The melt water flowing down this mountain on Sonamarg side forms Sind river.

The mountain houses Lidder valley, where Gwasharan is located towards pahalgam. This mountain houses Kolhai Glacier and Sheeshnag Peak. Sheeshnag peak is named so, as its head resembles the heads of seven big snakes. On the foothills of Sheshnag peak, there is a Sheshnag lake.

2. Afarwat

This mountain spreads across the Gulmarg valley. This mountain houses Alpathar spring, from which Nullah Nagal flows down to join Wular lake.

3. Burzil

This mountain separates Kashmir from Ladakh and it can be crossed through Burzil pass, which is an ancient and caravan route in Pakistan. This pass connects Srinagar with Gilgit.

4. Nanga Parbat

The Nanga Parbat (8126 m) is an important range which is in The Zaskar Range. This mountain lies in Gilgit. It is locally known as Diamir which means “king of mountains” or “huge mountain”. It has also earned a nickname of “Killer Mountain”

It is the westernmost peak of Himalayas.

5. Harmukh Mountain

It is situated in Ganderbal district of Jammu Kashmir and has an altitude of 5142m above the sea level. It has Nallah Sind on its southern side and Neelum river on its northern side.

It is a sacred place for hindus, and is considered to be the abode of Lord Shiva. It is famously known as “Kailash of kashmir“. Lake Gangabal is located on its foothills.

gangabal-lake-and-harmukh-mountain

The water from the lake Gangabal outflows to a nearby Nundkol Lake and then ultimately to Sind River via Wangath Nallah.

This mountain can be climbed from Ganderbal via Naranag, and from Sonamarg via Vishansar Lake and 3 mountain passes named Nichnai pass, Gadsar Pass and Zajibal pass.

Direction 1 | Write out the passage on Kashmir's mountains from "It is the westernmost" up to and including "via Wangath Nallah.".
Direction 2 | Extend the passage on Kashmir's mountains, picking up after its last sentence.
The records that come next are separate from the passage on Kashmir's mountains.

Material shown |
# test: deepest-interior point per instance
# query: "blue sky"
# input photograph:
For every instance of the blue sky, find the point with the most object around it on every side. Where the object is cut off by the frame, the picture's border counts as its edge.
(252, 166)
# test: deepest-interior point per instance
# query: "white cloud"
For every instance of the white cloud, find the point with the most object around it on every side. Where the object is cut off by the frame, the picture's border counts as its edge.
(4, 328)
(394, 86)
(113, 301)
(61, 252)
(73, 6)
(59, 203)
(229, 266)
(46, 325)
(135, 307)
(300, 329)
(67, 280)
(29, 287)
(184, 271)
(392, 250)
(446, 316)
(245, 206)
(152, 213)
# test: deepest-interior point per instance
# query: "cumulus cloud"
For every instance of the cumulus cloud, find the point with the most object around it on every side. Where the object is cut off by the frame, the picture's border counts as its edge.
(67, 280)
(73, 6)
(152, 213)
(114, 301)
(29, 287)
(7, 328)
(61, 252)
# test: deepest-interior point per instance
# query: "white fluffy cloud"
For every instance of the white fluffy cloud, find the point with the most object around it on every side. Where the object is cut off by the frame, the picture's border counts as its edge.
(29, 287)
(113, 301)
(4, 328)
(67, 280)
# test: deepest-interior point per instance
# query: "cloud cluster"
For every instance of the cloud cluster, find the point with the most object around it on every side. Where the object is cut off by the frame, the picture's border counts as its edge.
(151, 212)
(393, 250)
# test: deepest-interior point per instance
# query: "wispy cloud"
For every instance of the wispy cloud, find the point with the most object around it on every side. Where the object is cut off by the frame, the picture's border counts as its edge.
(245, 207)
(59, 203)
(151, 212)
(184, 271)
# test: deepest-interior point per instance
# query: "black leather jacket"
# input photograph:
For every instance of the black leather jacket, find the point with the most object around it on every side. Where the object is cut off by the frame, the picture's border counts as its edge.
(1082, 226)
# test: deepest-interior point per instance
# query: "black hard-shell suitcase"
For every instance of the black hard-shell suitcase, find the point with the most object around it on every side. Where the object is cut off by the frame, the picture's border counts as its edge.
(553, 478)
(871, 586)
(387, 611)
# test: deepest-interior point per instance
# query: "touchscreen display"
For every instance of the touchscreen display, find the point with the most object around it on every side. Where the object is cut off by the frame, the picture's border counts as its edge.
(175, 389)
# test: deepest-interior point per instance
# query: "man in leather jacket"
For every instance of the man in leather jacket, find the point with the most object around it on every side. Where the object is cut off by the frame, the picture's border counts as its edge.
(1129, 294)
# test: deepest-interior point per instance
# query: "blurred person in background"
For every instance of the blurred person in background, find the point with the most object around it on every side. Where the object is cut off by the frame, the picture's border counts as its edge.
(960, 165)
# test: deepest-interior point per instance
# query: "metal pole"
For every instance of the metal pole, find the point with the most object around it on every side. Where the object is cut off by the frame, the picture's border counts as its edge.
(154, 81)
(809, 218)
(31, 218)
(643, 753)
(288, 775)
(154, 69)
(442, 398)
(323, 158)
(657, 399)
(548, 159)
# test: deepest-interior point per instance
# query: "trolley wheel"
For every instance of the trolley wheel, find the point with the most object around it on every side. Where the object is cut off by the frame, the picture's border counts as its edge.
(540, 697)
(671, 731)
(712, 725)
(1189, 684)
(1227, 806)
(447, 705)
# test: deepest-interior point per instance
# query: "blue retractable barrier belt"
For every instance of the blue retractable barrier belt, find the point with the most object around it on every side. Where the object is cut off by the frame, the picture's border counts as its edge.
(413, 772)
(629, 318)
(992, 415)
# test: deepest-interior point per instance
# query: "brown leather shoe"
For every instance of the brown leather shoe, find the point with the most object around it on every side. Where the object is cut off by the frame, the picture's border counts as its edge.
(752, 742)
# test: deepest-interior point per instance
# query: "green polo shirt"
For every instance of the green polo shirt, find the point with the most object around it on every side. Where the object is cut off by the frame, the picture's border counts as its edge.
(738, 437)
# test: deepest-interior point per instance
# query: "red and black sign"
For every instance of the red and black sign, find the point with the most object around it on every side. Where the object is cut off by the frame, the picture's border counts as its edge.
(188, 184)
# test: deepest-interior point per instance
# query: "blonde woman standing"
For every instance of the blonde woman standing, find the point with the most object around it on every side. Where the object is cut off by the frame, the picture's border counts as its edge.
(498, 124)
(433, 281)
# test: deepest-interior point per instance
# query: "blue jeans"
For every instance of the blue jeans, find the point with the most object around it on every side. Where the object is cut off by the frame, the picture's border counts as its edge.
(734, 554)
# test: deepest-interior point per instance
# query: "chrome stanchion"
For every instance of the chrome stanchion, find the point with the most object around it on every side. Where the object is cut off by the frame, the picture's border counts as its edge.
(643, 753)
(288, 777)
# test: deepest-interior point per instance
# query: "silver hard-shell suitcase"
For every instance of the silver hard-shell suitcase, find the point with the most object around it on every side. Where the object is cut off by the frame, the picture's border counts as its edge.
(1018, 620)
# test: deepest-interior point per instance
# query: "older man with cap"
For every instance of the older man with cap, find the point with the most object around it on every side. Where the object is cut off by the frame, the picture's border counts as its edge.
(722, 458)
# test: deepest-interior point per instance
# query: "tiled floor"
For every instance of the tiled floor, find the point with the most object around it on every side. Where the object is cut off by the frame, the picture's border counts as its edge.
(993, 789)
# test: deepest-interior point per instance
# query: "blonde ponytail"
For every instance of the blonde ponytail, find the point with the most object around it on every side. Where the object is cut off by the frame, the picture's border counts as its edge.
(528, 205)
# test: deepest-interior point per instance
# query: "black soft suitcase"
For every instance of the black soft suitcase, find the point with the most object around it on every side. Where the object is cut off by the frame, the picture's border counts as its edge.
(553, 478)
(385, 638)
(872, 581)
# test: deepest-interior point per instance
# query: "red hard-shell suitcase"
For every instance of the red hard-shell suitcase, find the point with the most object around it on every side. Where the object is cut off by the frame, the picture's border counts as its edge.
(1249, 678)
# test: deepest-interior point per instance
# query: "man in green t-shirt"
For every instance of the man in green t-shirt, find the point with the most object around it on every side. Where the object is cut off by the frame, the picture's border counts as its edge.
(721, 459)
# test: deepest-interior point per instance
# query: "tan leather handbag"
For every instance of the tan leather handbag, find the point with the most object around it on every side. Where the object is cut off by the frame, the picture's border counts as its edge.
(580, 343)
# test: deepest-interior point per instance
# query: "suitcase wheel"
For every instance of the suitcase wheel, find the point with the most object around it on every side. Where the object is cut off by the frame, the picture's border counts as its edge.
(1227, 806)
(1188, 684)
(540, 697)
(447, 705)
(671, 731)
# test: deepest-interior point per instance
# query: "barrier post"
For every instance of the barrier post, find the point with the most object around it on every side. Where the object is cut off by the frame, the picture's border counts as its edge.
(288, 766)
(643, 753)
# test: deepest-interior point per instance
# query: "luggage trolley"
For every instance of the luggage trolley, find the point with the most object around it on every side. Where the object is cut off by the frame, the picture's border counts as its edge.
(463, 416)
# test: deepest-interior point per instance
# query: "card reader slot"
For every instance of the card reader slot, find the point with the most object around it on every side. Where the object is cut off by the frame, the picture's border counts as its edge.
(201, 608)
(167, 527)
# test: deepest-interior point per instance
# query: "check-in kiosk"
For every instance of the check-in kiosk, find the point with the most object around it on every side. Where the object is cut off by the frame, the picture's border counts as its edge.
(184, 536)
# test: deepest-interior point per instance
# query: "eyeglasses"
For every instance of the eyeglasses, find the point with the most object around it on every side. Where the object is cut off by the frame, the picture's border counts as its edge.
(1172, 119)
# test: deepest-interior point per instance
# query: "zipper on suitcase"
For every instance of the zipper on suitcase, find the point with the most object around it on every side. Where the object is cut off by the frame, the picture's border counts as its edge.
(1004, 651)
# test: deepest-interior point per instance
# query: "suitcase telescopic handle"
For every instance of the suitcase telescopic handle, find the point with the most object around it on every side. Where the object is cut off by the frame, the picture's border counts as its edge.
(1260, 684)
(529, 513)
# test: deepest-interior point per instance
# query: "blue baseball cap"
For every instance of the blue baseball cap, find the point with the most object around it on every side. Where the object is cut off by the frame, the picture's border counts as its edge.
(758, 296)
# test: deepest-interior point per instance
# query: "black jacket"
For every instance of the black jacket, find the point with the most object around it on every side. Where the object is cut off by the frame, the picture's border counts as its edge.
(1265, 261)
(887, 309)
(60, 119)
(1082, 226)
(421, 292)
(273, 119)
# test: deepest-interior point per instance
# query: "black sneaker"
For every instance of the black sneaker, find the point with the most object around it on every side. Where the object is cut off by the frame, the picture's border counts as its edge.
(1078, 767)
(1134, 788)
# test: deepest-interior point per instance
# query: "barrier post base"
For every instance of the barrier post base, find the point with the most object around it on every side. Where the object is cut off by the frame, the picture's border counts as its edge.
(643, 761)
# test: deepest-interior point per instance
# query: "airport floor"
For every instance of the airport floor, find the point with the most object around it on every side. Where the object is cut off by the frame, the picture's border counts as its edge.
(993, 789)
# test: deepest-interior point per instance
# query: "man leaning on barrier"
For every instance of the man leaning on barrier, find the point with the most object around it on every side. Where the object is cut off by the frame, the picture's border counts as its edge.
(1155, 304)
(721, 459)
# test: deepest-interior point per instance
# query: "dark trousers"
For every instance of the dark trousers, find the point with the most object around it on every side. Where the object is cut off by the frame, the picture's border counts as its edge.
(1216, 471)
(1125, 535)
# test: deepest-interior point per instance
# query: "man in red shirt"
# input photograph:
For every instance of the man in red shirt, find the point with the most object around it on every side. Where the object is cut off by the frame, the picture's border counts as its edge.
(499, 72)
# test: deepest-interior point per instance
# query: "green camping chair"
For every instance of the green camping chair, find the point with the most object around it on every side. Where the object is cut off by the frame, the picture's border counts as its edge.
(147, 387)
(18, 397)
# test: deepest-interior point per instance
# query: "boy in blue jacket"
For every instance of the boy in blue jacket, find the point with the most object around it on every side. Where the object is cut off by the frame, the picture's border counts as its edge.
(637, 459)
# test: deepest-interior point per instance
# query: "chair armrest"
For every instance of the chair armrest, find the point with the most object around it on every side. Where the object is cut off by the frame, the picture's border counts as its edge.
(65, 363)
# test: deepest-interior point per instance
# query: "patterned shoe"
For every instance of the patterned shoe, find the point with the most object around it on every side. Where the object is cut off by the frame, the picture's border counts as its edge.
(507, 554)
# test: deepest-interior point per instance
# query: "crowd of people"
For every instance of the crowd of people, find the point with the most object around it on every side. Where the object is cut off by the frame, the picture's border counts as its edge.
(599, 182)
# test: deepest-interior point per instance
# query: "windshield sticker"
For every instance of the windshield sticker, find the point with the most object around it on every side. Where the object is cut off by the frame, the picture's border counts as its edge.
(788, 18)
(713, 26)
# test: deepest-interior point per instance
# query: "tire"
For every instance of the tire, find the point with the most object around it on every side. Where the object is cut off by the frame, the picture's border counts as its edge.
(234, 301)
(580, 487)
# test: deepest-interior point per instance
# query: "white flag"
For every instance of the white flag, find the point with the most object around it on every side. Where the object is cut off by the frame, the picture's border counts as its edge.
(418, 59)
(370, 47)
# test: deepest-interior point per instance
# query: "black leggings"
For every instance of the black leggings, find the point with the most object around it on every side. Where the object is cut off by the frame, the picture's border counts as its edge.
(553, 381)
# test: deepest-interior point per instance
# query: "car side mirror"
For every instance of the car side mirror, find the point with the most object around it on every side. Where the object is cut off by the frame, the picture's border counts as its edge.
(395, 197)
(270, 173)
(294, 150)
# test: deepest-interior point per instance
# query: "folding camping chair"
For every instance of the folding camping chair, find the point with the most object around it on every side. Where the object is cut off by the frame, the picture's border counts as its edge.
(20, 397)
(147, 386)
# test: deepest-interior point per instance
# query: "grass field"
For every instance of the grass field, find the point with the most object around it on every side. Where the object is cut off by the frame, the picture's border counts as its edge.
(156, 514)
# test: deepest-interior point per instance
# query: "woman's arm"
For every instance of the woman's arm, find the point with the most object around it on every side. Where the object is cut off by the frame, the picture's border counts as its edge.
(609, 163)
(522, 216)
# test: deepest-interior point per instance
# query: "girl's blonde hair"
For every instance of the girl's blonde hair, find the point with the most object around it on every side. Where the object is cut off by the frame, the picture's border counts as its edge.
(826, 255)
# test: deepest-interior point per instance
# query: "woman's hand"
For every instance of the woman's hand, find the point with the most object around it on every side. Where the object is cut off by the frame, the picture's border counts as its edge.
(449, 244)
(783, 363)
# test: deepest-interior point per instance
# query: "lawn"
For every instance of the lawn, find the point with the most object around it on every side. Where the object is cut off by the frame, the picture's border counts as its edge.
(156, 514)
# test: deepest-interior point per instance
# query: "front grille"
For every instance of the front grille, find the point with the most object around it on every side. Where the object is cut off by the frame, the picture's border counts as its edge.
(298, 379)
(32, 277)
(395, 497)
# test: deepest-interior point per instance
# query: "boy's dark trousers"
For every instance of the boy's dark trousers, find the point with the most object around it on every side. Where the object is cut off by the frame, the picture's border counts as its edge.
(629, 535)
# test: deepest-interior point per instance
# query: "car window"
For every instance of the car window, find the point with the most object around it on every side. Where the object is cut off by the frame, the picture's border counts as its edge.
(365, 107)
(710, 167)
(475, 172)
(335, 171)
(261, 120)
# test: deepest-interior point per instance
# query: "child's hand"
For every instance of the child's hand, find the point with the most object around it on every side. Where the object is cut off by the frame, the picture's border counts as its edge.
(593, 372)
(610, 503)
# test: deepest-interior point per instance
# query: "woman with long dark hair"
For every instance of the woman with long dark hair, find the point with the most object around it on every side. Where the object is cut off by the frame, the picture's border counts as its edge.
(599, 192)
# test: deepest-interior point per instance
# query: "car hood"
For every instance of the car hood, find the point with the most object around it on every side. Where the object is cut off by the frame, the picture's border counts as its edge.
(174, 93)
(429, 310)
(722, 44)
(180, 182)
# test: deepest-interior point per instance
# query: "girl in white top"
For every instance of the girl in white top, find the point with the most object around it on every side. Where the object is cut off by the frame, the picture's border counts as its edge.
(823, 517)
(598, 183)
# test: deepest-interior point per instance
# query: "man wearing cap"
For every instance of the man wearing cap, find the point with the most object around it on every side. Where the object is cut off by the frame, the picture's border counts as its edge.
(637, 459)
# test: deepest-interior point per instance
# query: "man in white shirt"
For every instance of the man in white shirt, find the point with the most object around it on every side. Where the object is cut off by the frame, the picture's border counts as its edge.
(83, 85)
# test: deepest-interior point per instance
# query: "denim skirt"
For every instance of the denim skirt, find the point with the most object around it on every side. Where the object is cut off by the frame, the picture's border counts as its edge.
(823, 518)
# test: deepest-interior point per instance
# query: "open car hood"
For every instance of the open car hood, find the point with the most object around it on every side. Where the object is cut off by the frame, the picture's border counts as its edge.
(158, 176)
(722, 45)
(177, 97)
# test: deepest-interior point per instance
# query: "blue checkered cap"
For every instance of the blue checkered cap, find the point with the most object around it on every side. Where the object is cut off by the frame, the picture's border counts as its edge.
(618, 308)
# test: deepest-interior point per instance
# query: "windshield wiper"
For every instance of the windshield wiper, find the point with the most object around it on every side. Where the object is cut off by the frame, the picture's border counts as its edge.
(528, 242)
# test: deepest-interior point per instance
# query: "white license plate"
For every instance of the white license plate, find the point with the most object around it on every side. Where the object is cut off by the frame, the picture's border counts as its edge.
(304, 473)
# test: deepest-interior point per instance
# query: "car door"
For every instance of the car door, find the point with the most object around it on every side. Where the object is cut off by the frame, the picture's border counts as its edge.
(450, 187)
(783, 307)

Written answer 1 |
It is the westernmost peak of Himalayas.

5. Harmukh Mountain

It is situated in Ganderbal district of Jammu Kashmir and has an altitude of 5142m above the sea level. It has Nallah Sind on its southern side and Neelum river on its northern side.

It is a sacred place for hindus, and is considered to be the abode of Lord Shiva. It is famously known as “Kailash of kashmir“. Lake Gangabal is located on its foothills.

gangabal-lake-and-harmukh-mountain

The water from the lake Gangabal outflows to a nearby Nundkol Lake and then ultimately to Sind River via Wangath Nallah.

Written answer 2 |
6. Nun Kun Mountain

NunKun mountain pear is situated between Ladakh and Kashmir border and has an altitude of 7135 m above the sea level. This pair is in Kargil District.

It is comprised of two peaks Nun (7135m) and Kun (7077m) . The Nun mountain is the highest peak in the Himalayan range on the Indian side of the Line of Control in JK.

 The Nun mountain was first climbed in 1953 by a team led by Bernard Pierre and Pierre Vittoz.

7. Tosmaidan and Kazinag

These two mountains are a part of inner Himalayas.

Tosmaidan is located in Budgam district of Jammu Kashmir. Tosamaidan route connected Kashmir valley with Poonch and Rajouri through Tosamaidan pass, also known as Chinamarg Gali. Mahmoud Ghaznavi and Ranjit Singh tried to invade Kashmir through this Tosamaidan route.

tosamaidan-jammu-kashmir

Tosamaidan moutain overlooks a vast and lush green meadow, which was leased to Indian army in 1964 for a period of 50 years. It is now a tourist destination.

Kazinag mountain extends in twin districts of Baramulla and Kupwara. Its elevation is 4574m above the sea level. It forms part of LOC between India and Pakistan and is a part of Kazinag national park.

8. Volcanic Mountains

There are two volcanic mountain peaks in Jammu and Kasmir. One is Soyamji in Handwara and another is Kharewa in Pahalgam.

The Soyamji peak erupted in 1934 for 13 months and is now in a dormant stage. The volcanic mountain of Pahalgam is dead now.


4. Climate Of Jammu Kashmir, And Ladakh

The climate of the Union Territory of Jammu & Kashmir and the Union Territory of Ladakh varies considerably with its topography. The Southern parts of Jammu reflect a humid Sub-tropical (Monsoon type) climate. June is the hottest month with a temperature ranging upto 45 degree centigrade. Hot and dry winds locally known as ‘Loo’ blow in the afternoon during summer. January is the coldest month in the plains of Jammu with temperature ranging between 5-100C.

The Valley of Kashmir along with some hilly areas of Jammu experience modified temperate type of climate. July is the hottest month and January is the coldest month which is locally known as period of ‘Chille-Kalan’ and temperature during this period can dip down to -10 to -200C (40 days of intense cold from 21 December to 31 January).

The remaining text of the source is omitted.